-- start Given records --

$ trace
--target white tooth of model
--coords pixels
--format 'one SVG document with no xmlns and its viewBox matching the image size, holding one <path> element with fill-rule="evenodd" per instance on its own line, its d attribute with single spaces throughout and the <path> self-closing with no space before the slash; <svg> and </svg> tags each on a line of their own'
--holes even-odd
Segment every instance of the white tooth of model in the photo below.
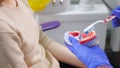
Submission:
<svg viewBox="0 0 120 68">
<path fill-rule="evenodd" d="M 92 11 L 94 10 L 93 0 L 80 0 L 79 7 L 82 11 Z"/>
</svg>

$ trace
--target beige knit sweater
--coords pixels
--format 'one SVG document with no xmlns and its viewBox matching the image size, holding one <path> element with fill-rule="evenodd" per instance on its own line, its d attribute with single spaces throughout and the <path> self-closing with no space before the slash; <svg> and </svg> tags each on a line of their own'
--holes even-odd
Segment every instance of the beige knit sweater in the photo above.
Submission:
<svg viewBox="0 0 120 68">
<path fill-rule="evenodd" d="M 18 8 L 0 6 L 0 68 L 59 68 L 45 48 L 48 39 L 28 7 L 17 0 Z"/>
</svg>

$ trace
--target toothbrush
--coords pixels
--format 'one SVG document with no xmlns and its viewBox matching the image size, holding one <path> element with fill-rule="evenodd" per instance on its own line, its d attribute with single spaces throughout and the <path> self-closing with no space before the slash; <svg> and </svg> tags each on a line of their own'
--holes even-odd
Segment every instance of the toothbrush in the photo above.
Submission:
<svg viewBox="0 0 120 68">
<path fill-rule="evenodd" d="M 60 0 L 60 4 L 62 4 L 64 1 L 63 0 Z"/>
<path fill-rule="evenodd" d="M 72 44 L 68 40 L 69 36 L 73 36 L 74 38 L 76 38 L 78 40 L 78 42 L 81 45 L 84 45 L 87 47 L 95 46 L 96 44 L 98 44 L 98 42 L 96 41 L 95 31 L 91 31 L 88 34 L 86 34 L 84 32 L 80 33 L 79 31 L 67 31 L 65 33 L 64 40 L 67 44 L 72 46 Z"/>
<path fill-rule="evenodd" d="M 109 16 L 108 18 L 104 19 L 104 20 L 98 20 L 95 21 L 94 23 L 92 23 L 91 25 L 89 25 L 88 27 L 86 27 L 83 32 L 85 33 L 89 33 L 90 31 L 94 30 L 94 26 L 98 23 L 107 23 L 109 21 L 111 21 L 112 19 L 114 19 L 116 16 Z"/>
</svg>

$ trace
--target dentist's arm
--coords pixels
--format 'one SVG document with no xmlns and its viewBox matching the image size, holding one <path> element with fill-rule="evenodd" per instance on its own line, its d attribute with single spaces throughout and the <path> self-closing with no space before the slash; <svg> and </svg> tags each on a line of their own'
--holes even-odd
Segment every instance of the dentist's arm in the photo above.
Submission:
<svg viewBox="0 0 120 68">
<path fill-rule="evenodd" d="M 105 52 L 99 45 L 86 47 L 81 45 L 74 37 L 69 36 L 68 40 L 72 46 L 65 43 L 66 47 L 81 60 L 87 68 L 112 68 Z M 89 45 L 89 44 L 88 44 Z"/>
</svg>

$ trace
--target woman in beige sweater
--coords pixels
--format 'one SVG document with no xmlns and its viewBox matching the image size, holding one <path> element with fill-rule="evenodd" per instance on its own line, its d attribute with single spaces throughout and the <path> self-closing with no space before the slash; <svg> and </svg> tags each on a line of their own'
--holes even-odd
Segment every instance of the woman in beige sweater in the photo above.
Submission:
<svg viewBox="0 0 120 68">
<path fill-rule="evenodd" d="M 84 68 L 65 46 L 49 39 L 22 0 L 0 0 L 0 68 Z"/>
</svg>

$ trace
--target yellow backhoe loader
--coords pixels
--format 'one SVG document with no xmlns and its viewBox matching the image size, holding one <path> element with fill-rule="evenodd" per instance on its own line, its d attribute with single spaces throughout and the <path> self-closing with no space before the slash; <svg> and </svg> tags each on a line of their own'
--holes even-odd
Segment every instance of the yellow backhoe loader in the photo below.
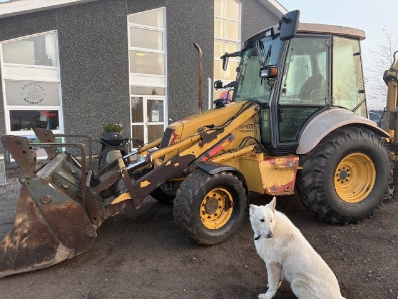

-- end Given records --

» **Stated task**:
Pull out every line in the rows above that contains the string "below".

» **Correct answer**:
Segment every instance of the white tooth of model in the photo below.
Segment every instance of the yellow backhoe loader in the photo below.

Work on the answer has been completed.